Set down exactly, and only, the lines from the one with "of the lioness" to the final line of the entries, both included.

Stored data entries:
============
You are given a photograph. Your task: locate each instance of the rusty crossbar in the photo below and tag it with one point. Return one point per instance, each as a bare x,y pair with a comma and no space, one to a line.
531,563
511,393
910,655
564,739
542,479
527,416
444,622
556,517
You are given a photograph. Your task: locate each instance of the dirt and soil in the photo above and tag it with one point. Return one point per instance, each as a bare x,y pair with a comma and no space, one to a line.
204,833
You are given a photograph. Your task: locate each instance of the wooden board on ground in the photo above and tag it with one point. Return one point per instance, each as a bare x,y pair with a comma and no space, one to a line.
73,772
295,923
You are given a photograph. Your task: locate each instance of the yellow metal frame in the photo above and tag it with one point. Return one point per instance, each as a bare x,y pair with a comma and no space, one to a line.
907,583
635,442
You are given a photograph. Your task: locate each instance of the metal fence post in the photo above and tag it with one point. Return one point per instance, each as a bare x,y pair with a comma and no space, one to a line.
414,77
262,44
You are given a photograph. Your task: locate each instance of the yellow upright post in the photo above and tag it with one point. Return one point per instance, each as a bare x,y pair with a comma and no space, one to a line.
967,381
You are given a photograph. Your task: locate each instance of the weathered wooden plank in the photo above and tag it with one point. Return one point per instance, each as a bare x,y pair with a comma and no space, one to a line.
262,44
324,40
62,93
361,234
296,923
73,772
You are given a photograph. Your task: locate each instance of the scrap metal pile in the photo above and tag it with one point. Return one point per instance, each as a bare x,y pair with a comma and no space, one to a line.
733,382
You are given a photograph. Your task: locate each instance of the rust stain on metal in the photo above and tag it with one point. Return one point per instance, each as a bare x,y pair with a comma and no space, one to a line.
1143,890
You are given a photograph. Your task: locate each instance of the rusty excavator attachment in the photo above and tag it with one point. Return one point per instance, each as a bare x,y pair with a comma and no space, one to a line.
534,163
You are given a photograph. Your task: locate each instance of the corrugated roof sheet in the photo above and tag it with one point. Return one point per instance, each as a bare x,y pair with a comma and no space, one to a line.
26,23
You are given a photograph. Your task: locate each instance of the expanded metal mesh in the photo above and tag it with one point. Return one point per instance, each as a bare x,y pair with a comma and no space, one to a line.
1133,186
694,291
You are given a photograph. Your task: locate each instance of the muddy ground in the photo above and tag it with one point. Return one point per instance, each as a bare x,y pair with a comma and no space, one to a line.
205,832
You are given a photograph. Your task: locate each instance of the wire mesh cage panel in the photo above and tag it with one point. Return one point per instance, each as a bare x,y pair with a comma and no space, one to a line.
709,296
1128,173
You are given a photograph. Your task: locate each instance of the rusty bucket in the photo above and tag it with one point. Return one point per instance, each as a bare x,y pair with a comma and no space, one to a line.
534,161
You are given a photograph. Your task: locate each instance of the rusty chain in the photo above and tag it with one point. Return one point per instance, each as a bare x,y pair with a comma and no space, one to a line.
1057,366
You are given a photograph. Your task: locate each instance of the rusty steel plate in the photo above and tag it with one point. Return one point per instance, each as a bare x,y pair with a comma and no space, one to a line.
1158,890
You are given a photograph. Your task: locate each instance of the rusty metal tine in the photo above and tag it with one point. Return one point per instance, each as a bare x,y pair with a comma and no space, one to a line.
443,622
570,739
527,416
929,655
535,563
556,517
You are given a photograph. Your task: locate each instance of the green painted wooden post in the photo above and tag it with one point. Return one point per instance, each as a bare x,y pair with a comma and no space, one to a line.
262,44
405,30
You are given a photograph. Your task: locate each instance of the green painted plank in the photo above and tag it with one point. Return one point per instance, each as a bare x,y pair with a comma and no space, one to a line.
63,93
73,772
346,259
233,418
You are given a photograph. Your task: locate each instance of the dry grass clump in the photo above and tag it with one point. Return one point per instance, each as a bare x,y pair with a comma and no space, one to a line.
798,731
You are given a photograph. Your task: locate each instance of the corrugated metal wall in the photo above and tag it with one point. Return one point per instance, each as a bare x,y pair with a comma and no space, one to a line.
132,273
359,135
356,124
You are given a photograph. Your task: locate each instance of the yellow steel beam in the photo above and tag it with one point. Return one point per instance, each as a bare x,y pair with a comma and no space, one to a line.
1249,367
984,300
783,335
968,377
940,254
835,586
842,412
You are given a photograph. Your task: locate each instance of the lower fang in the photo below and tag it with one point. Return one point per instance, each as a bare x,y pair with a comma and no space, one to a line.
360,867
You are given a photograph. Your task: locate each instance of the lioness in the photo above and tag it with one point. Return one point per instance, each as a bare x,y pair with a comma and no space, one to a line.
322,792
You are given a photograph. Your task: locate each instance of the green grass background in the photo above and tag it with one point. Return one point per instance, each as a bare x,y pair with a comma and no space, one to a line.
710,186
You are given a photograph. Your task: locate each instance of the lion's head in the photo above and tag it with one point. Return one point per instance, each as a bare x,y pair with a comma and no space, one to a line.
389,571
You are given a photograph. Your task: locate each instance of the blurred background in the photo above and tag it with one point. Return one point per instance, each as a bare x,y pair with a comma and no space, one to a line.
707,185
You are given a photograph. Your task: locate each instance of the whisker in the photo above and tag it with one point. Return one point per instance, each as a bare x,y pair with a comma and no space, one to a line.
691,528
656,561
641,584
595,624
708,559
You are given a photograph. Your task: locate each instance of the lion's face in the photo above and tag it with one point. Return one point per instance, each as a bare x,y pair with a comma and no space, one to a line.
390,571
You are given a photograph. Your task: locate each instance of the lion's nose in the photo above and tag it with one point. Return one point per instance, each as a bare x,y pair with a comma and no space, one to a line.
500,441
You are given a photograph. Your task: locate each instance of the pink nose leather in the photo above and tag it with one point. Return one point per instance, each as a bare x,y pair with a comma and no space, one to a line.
============
■ **Exercise answer**
You are given a photograph. Your task: locate each instance of the lioness in the photo above and tag it with one point. Return one point per instance, each as a bare x,y pair with a comma and no space, one to a line.
322,792
You are given a photograph. Your task: locate each instance of the green grass background in the photo above and tag it with one point. Return one point per instance, each as a bare x,y pair with a comma and no space, one to a line.
710,186
You are given a photograph. Your task: locate each instance of the lion's head in the photo above and tag it with one point. Return one point per instance, each as a bare x,y pair with a comma and no space, one to a line.
389,571
You are given a photograph. Your task: locate each instance of the blurred background in the photo above and tag it with one point. Return one point per instance, each as a bare x,y pair with a comma and no space, one to a line.
707,185
You are given a photograph. Your task: locate each instance of the whisker in the photo above and tag it with one point. Return one point per instance, each as a bare x,y pair with a comma and no space, one to a line.
691,528
656,561
641,584
595,624
708,559
You are given a photograph. Your task: locate each instance of the lion's face in the photo above and tag it with one point. Return one point per instance, each as a bare x,y pair with a comma and no space, one to a line.
390,571
You are given a photograph. Your task: locate each instance of the lion's nose in the photo above and tag it with one point. Return one point per instance, each as a bare x,y pair with a comma and no space, one to a line.
500,441
You are given a photograph. Your task: locate each instance of the pink nose leather in the photo above and tag it with one point. Return one point per instance, each as a bare x,y pair with a comma and no space, one to a line.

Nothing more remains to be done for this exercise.